### Set of tasks
A: According to the passage on computer networks, in what year did Western Electric introduce the first widely used telephone switch that used true computer control?
B: Reproduce the passage on computer networks between "1965 Thomas Merrill" and "expanding TCP/IP networks.", inclusive.
C: Summarize the passage on computer networks in two sentences.

### Selected passage
<<<<

Put more simply, a computer network is a collection of two or more computers linked together for the purposes of sharing information, resources, among other things.
Computer networking or Data Communications (Datacom) is the engineering discipline concerned with computer networks.
Computer networking is sometimes considered a sub-discipline of electrical engineering, telecommunications, computer science, information technology and/or computer engineering since it relies heavily upon the theoretical and practical application of these scientific and engineering disciplines.
Networks may be classified according to a wide variety of characteristics such as medium used to transport the data, communications protocol used, scale, topology, organizational scope, etc.
A communications protocol defines the formats and rules for exchanging information via a network. Well-known communications protocols are Ethernet, which is a family of protocols used in LANs, the Internet Protocol Suite, which is used not only in the eponymous Internet, but today nearly ubiquitously in any computer network.
- Before the advent of computer networks that were based upon some type of telecommunications system, communication between calculation machines and early computers was performed by human users by carrying instructions between them. Many of the social behaviors seen in today's Internet were demonstrably present in the nineteenth century and arguably in even earlier networks using visual signals.
- In September 1940 George Stibitz used a teletype machine to send instructions for a problem set from his Model at Dartmouth College to his Complex Number Calculator in New York and received results back by the same means. Linking output systems like teletypes to computers was an interest at the Advanced
- Research Projects Agency (ARPA) when, in 1962, J.C.R. Licklider was hired and developed a working group he called the "Intergalactic Network", a precursor to the ARPANET.
- Early networks of communicating computers included the military radar system Semi-Automatic Ground Environment (SAGE), started in the late 1950s
In 1964, researchers at Dartmouth developed the Dartmouth Time Sharing System for distributed users of large computer systems. The same year, at Massachusetts Institute of Technology, a research group supported by General Electric and Bell Labs used a computer to route and manage telephone connections.
Throughout the 1960s Leonard Kleinrock, Paul Baran and Donald Davies independently conceptualized and developed network systems which used packets that could be used in a network between computer systems.
1965 Thomas Merrill and Lawrence G. Roberts created the first wide area network (WAN).
The first widely used telephone switch that used true computer control was introduced by Western Electric in 1965.
In 1969 the University of California at Los Angeles, the Stanford Research Institute, University of California at Santa Barbara, and the University of Utah were connected as the beginning of the ARPANET network using 50 kbit/s circuits.
Commercial services using X.25 were deployed in 1972, and later used as an underlying infrastructure for expanding TCP/IP networks.
Today, computer networks are the core of modern communication. All modern aspects of the Public Switched Telephone Network (PSTN) are computer-controlled, and telephony increasingly runs over the Internet Protocol, although not necessarily the public Internet. The scope of communication has increased significantly in the past decade, and this boom in communications would not have been possible without the progressively advancing computer network. Computer networks, and the technologies needed to connect and communicate through and between them, continue to drive computer hardware, software, and peripherals industries. This expansion is mirrored by growth in the numbers and types of users of networks from the researcher to the home user.

>>>>

### Available data
<<<<

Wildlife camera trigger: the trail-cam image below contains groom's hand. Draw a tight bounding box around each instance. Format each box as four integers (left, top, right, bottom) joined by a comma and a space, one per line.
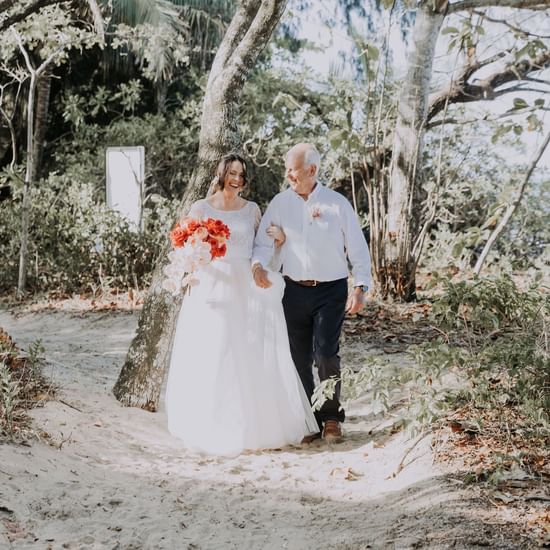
252, 264, 272, 288
346, 286, 365, 315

>>>>

### Responses by task
A: 1965

B:
1965 Thomas Merrill and Lawrence G. Roberts created the first wide area network (WAN).
The first widely used telephone switch that used true computer control was introduced by Western Electric in 1965.
In 1969 the University of California at Los Angeles, the Stanford Research Institute, University of California at Santa Barbara, and the University of Utah were connected as the beginning of the ARPANET network using 50 kbit/s circuits.
Commercial services using X.25 were deployed in 1972, and later used as an underlying infrastructure for expanding TCP/IP networks.

C: A computer network is two or more linked computers that share information and resources, and networks can be classified by traits such as medium, protocol, scale, and topology. Networking grew from early systems like SAGE and the 1969 ARPANET link between four sites, and today computer networks are the core of modern communication.